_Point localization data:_
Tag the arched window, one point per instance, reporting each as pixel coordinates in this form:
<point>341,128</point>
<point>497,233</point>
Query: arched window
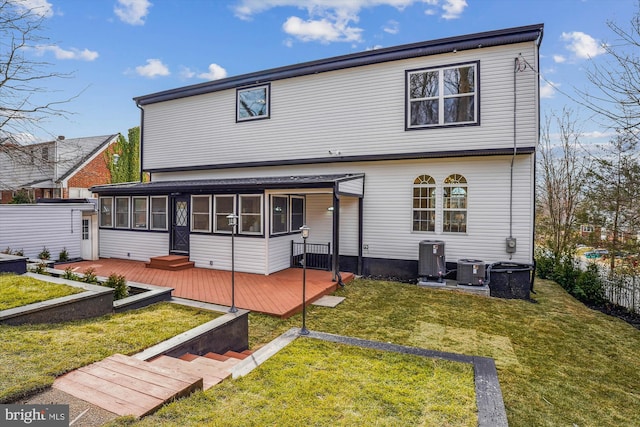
<point>424,203</point>
<point>454,197</point>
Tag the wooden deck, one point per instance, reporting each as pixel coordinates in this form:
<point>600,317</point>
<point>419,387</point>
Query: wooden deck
<point>278,294</point>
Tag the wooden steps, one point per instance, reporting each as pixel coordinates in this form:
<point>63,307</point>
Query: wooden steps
<point>128,386</point>
<point>170,263</point>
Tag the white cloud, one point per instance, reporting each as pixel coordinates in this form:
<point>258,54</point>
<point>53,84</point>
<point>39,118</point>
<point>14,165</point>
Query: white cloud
<point>392,27</point>
<point>559,59</point>
<point>332,20</point>
<point>548,89</point>
<point>582,45</point>
<point>215,72</point>
<point>154,68</point>
<point>322,30</point>
<point>73,53</point>
<point>38,7</point>
<point>132,11</point>
<point>453,8</point>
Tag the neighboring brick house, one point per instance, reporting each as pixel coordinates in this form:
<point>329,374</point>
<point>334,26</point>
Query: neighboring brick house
<point>64,168</point>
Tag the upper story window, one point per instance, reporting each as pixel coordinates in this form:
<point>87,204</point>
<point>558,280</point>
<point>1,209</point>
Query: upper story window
<point>201,213</point>
<point>442,96</point>
<point>253,103</point>
<point>424,203</point>
<point>455,194</point>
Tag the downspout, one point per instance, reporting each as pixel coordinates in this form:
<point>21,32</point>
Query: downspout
<point>141,139</point>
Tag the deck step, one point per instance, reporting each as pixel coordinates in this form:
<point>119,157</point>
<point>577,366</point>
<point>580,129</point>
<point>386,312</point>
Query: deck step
<point>127,386</point>
<point>170,263</point>
<point>210,375</point>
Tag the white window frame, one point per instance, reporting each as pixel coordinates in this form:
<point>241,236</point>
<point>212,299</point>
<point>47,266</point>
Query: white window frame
<point>216,213</point>
<point>421,182</point>
<point>447,211</point>
<point>152,224</point>
<point>101,204</point>
<point>117,212</point>
<point>441,97</point>
<point>241,116</point>
<point>134,213</point>
<point>195,213</point>
<point>286,214</point>
<point>242,215</point>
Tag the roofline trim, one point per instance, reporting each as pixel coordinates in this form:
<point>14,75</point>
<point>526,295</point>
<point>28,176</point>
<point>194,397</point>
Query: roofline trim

_HOW TO COMPLETE THIS TASK:_
Word for word, return the entries above, but without any pictures.

_TASK SOLUTION:_
Tag the arched window, one point per instance, reporting each as pixel coordinates in this form:
<point>341,128</point>
<point>497,233</point>
Query: arched window
<point>424,203</point>
<point>454,197</point>
Tag the wooden deck, one point per instance, reporting each as pixel coordinates in this form:
<point>600,317</point>
<point>419,387</point>
Query: wooden deck
<point>278,294</point>
Tag the wooden steps, one point per instance, reporting each as pixel coordinates in this form:
<point>63,307</point>
Query: wooden steps
<point>128,386</point>
<point>170,263</point>
Tag the white cloud, one point per instance, reporting each as pixel coordinates in this form:
<point>258,54</point>
<point>53,84</point>
<point>39,118</point>
<point>14,165</point>
Query: white cloud
<point>392,27</point>
<point>559,59</point>
<point>332,20</point>
<point>548,89</point>
<point>582,45</point>
<point>215,72</point>
<point>154,68</point>
<point>322,30</point>
<point>73,53</point>
<point>38,7</point>
<point>132,11</point>
<point>453,8</point>
Tag the neighboring brick house, one point per instance, reporting each as pixel coordinates in this form:
<point>329,374</point>
<point>334,26</point>
Query: neighboring brick house
<point>64,168</point>
Tag the upper story window, one point per instance, reporting each as pixel coordinates in this form:
<point>87,204</point>
<point>558,280</point>
<point>1,209</point>
Query: upper story window
<point>201,213</point>
<point>442,96</point>
<point>253,103</point>
<point>424,203</point>
<point>455,194</point>
Tag the downspout, one point per instance, reporting each as pixel coordinates in this form:
<point>21,32</point>
Query: downspout
<point>141,139</point>
Tag the deck step, one point per instance, reporting each as pixel coordinates in this form:
<point>119,157</point>
<point>577,366</point>
<point>580,129</point>
<point>386,312</point>
Query: deck step
<point>127,386</point>
<point>170,263</point>
<point>210,375</point>
Tag the white window frame, one point per instance, reporting each as pixel coordinates in this form:
<point>241,236</point>
<point>212,299</point>
<point>47,266</point>
Query: white window frame
<point>216,213</point>
<point>421,182</point>
<point>447,211</point>
<point>152,224</point>
<point>101,204</point>
<point>117,212</point>
<point>441,97</point>
<point>241,116</point>
<point>134,213</point>
<point>195,213</point>
<point>286,214</point>
<point>242,215</point>
Tag the roofline trim, one point per instance, reporting each as pixel coordinates in this form:
<point>14,75</point>
<point>526,295</point>
<point>28,176</point>
<point>194,397</point>
Query: roofline trim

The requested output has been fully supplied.